Exercise aim:
Copy out the lines of the material below unchanged, from the line containing "Exercise. Mark the tongue" through the line containing "[(202, 161)]", with both of those lines included.

Material provided:
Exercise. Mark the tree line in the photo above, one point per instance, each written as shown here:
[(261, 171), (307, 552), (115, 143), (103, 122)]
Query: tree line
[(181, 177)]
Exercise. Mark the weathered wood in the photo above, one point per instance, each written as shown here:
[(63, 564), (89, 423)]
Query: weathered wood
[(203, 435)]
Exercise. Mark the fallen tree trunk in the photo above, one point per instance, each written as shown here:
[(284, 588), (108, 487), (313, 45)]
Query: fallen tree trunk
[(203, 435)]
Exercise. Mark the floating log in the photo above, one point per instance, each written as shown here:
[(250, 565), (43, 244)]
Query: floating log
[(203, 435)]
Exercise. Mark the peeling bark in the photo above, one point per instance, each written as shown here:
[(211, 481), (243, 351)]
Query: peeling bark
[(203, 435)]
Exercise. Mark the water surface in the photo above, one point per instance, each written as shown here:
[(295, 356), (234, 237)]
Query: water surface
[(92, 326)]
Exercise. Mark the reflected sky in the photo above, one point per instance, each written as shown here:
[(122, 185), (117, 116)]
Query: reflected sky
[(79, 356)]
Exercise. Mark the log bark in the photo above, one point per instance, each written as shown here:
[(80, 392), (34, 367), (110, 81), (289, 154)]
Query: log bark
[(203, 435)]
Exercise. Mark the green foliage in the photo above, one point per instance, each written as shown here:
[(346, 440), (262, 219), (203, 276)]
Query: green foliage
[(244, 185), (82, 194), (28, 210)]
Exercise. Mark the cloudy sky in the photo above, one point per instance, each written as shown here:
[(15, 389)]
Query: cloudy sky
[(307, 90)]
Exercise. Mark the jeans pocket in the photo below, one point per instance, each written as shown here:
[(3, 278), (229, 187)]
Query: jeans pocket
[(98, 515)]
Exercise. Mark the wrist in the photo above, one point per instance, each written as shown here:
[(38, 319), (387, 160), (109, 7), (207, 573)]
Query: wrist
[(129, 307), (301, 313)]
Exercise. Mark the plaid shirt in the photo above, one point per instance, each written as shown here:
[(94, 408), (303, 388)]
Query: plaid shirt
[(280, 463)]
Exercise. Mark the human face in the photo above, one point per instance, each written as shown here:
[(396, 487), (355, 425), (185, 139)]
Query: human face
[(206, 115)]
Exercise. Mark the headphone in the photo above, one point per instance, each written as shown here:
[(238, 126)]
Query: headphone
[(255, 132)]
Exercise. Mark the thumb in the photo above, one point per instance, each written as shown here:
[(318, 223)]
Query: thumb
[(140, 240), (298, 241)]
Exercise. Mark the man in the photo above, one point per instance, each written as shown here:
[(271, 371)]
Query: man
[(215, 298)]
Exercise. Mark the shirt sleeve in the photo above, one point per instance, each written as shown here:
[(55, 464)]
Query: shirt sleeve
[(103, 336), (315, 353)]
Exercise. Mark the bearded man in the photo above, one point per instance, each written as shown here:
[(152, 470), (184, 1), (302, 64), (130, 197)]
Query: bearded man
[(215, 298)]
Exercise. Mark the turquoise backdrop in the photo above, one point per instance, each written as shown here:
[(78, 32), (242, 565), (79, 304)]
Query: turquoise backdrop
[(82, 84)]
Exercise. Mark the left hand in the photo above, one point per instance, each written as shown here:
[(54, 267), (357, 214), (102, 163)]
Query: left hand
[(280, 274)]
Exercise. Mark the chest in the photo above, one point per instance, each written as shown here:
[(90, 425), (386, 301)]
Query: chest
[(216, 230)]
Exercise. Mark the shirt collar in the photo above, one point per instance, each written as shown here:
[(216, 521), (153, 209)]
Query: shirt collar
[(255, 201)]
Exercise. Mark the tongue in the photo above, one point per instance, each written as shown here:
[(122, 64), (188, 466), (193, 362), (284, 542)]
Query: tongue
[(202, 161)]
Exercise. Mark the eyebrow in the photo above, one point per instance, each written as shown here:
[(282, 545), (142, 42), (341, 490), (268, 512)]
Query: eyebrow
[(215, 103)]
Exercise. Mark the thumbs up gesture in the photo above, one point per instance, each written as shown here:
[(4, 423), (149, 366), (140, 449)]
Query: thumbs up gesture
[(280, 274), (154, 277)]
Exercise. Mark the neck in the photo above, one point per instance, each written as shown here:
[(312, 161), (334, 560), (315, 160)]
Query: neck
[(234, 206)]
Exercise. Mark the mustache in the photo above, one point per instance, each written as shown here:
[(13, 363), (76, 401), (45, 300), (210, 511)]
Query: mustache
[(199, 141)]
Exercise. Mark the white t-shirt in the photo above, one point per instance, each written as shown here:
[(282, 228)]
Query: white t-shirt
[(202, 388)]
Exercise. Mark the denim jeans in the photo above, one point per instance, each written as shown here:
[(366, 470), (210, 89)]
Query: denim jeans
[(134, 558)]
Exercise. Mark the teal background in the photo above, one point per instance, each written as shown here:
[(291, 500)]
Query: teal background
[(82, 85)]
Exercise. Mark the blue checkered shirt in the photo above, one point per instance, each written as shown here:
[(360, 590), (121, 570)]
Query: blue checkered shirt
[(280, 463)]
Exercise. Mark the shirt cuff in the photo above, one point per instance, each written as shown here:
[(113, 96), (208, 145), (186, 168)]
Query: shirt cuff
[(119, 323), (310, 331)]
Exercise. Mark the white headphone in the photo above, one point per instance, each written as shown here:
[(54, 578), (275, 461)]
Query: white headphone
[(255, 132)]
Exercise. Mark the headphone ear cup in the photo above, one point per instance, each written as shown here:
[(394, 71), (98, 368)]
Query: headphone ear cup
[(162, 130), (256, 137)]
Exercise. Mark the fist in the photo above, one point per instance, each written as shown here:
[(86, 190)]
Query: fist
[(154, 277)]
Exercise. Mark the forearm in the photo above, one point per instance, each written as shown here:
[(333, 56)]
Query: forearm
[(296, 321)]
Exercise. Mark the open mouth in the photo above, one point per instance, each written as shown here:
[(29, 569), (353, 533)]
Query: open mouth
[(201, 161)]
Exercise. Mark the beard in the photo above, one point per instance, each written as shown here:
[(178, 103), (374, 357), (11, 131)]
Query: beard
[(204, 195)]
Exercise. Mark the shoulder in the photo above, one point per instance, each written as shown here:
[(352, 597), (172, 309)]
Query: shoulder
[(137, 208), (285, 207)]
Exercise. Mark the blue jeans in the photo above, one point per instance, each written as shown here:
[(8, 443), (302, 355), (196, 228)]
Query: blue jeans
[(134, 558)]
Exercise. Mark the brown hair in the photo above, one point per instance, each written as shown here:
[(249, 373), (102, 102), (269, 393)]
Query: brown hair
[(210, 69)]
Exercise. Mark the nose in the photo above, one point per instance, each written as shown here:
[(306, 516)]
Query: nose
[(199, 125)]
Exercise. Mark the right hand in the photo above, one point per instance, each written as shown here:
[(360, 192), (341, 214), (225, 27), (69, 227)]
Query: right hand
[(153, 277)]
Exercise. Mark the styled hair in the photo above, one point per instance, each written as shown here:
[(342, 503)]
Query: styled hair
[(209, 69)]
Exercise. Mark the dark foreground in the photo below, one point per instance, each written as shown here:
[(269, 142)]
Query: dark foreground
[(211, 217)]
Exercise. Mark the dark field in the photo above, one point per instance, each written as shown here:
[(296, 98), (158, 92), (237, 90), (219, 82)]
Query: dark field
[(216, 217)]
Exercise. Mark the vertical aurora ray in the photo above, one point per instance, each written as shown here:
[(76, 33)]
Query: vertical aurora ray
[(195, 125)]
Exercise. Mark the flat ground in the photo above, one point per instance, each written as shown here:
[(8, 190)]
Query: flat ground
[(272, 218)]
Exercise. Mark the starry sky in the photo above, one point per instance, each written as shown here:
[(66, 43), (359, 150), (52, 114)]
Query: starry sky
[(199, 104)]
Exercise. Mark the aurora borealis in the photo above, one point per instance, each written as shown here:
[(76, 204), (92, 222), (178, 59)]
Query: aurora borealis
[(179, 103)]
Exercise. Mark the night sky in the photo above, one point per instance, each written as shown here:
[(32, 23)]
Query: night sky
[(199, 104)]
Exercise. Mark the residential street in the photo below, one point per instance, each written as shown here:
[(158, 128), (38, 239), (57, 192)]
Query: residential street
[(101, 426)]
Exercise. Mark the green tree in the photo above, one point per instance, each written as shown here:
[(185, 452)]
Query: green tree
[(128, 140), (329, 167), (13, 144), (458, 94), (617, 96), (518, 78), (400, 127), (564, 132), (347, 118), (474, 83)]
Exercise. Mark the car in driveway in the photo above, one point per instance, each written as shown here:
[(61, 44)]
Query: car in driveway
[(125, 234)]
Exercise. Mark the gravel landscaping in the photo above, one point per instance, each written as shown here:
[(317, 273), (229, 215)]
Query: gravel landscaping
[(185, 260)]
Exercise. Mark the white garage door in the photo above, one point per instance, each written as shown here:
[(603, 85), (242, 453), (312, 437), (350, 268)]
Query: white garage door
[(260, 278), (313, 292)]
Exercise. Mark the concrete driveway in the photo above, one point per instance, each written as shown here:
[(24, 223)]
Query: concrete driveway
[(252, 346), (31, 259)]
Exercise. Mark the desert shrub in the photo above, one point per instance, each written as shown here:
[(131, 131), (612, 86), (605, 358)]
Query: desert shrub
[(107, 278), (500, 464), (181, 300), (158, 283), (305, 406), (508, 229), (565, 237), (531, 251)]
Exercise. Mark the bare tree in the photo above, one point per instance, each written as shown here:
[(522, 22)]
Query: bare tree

Exercise response:
Exercise. Mark the tongue in the photo above, one point per instance, each written as shown here:
[(122, 64), (188, 466), (193, 362), (284, 542)]
Query: tongue
[(202, 161)]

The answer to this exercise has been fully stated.